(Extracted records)
BEGIN

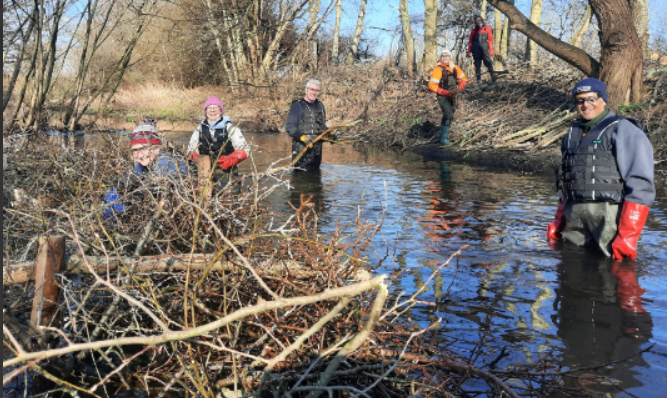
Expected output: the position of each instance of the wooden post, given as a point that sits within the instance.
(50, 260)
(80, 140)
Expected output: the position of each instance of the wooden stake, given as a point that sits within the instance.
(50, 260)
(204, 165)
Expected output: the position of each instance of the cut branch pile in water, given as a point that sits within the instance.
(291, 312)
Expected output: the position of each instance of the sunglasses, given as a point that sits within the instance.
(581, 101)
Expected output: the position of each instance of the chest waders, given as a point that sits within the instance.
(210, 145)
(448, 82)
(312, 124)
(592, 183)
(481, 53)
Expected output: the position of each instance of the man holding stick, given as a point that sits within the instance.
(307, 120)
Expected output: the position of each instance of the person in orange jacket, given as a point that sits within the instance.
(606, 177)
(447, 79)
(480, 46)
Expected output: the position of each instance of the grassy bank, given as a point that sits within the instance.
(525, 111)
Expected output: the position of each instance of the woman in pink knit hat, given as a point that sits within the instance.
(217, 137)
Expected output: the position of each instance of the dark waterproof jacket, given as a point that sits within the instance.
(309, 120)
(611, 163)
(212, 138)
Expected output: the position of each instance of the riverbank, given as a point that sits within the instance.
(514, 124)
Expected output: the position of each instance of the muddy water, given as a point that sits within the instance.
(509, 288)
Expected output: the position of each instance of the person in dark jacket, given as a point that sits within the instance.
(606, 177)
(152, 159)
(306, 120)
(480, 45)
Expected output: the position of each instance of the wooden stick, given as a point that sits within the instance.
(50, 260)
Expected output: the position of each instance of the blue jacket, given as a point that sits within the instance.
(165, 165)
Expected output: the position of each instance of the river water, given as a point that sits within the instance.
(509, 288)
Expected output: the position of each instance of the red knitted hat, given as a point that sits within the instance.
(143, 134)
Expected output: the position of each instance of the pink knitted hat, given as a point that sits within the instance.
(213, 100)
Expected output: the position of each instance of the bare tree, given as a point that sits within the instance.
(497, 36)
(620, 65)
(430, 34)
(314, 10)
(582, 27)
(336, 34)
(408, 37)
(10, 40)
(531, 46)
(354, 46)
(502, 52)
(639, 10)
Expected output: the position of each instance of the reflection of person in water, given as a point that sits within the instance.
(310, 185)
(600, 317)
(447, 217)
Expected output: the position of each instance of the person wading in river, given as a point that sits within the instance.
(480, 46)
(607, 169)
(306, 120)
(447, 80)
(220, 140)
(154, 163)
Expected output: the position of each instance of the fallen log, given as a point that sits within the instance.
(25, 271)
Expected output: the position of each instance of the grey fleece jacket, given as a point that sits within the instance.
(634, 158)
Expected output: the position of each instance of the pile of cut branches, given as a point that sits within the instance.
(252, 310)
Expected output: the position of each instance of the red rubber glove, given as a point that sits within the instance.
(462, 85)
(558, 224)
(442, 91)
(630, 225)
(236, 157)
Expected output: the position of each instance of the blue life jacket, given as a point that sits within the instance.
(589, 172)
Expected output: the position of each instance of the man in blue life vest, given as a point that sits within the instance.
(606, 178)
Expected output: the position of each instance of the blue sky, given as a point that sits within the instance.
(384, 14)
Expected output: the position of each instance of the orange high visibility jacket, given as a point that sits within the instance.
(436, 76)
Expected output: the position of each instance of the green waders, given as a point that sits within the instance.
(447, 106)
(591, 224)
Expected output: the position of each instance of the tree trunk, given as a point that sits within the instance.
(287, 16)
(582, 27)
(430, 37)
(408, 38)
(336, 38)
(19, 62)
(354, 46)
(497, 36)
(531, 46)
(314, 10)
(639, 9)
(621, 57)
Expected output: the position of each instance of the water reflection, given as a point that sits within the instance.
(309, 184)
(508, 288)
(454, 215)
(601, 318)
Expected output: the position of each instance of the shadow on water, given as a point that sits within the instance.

END

WHAT NEEDS TO BE DONE:
Before copying the data, remove the pictures. Then repeat the rest exactly.

EXPECTED ANSWER:
Expected output: the position of each instance of the wooden post, given as a point that sits within the instance.
(50, 260)
(80, 140)
Expected output: the position of each instance of the wooden stake, given as a point that sits within the instance.
(50, 260)
(204, 165)
Expected output: the position of each instance of the cut branch pile in water, given as a point that sits within the instance.
(291, 312)
Expected output: the position of each instance of the sunglasses, given as a point that sits within the instance.
(581, 101)
Expected output: the position of each instance of the chest waders, given as a point that sits within the instance.
(210, 145)
(448, 82)
(312, 124)
(592, 183)
(481, 53)
Expected output: the position of each instance of the man holding stick, given as a point that sits within the instance.
(307, 120)
Expected output: the position of each instance of the person in orange jacket, given as a point that sits within the instance.
(606, 177)
(447, 79)
(480, 46)
Expected output: the position of each instance of the grassy bank, given as a point that sits within the instance.
(525, 111)
Expected output: the position of each instance of the woman in pink knit hat, given as a point that sits within the instance.
(217, 137)
Expected output: the position of each instance of the dark waterproof jacket, given as a point that sits within the instance.
(309, 120)
(611, 163)
(212, 138)
Expected output: the position of each instance of the riverbank, given as a point that sits within the instance.
(514, 124)
Expected output: the position of each instance of the muddy water, given as a point that sits within the instance.
(509, 288)
Expected output: the position of each instance of the person in dark jacket, given as a point that sits within the instance.
(606, 177)
(152, 159)
(306, 120)
(480, 45)
Expected output: the position of each instance of the wooden stick, given as a point that sits within the instance.
(50, 260)
Expected output: the position of each instance of the blue jacket, given as a point that sits within the instance.
(165, 165)
Expected output: the position of each instance of the river water, given as a point that sits within the instance.
(509, 288)
Expected output: the position of each instance of the red knitted hat, given as a point that sits within the instance.
(143, 134)
Expected output: the position of each instance of the pink knitted hat, given as a point that sits within the instance.
(213, 100)
Expected output: the position of each instance of the bare tree, given as a point that sits within the instance.
(497, 36)
(620, 65)
(430, 34)
(314, 10)
(582, 27)
(336, 34)
(408, 37)
(10, 40)
(531, 46)
(354, 46)
(502, 52)
(639, 10)
Expected output: the position of each instance of the reflection of person in water, given as a point that sits within the instance.
(310, 185)
(600, 317)
(447, 217)
Expected output: the position of each instance of the person wading in river, given as a point that sits within the instance.
(480, 46)
(607, 169)
(306, 120)
(447, 80)
(220, 140)
(154, 163)
Expected output: the position of each instance of the fallen log, given as a point that sits within the instance.
(25, 271)
Expected output: the position of each instance of the grey fleece jacket, given as a point that sits within the instance.
(634, 158)
Expected output: the position of each instance of the pile of cut branches, given as a point that sits within the instance.
(252, 310)
Expected output: the position of each instance of the red rubber glove, given as a point that sits within the instance.
(462, 85)
(558, 224)
(442, 91)
(630, 225)
(236, 157)
Expected output: the position of each instance of the blue life jacket, given as a point that sits within the instance.
(589, 172)
Expected output: the position of each instance of the man in blue life vest, given as a point that sits within the instance.
(606, 178)
Expected output: the position of each instance of the blue sky, given as a point that sits within the instance.
(384, 14)
Expected output: the position of each instance of the orange high visibility jacket, given as a point that sits within the instance.
(436, 76)
Expected output: the position of each instance of the green waders, given as a point that sits within the instance.
(447, 106)
(591, 224)
Expected output: the position of each instance of the tree trunk, given as a point that sits within the instance.
(287, 16)
(582, 27)
(430, 37)
(408, 38)
(336, 38)
(19, 62)
(354, 46)
(497, 36)
(531, 46)
(314, 10)
(639, 9)
(621, 57)
Expected output: the position of each instance of the water reflection, given as a point that sits within the instance.
(309, 184)
(508, 288)
(454, 215)
(601, 318)
Expected output: the position of each instance of the shadow on water, given as a point that sits within the instance.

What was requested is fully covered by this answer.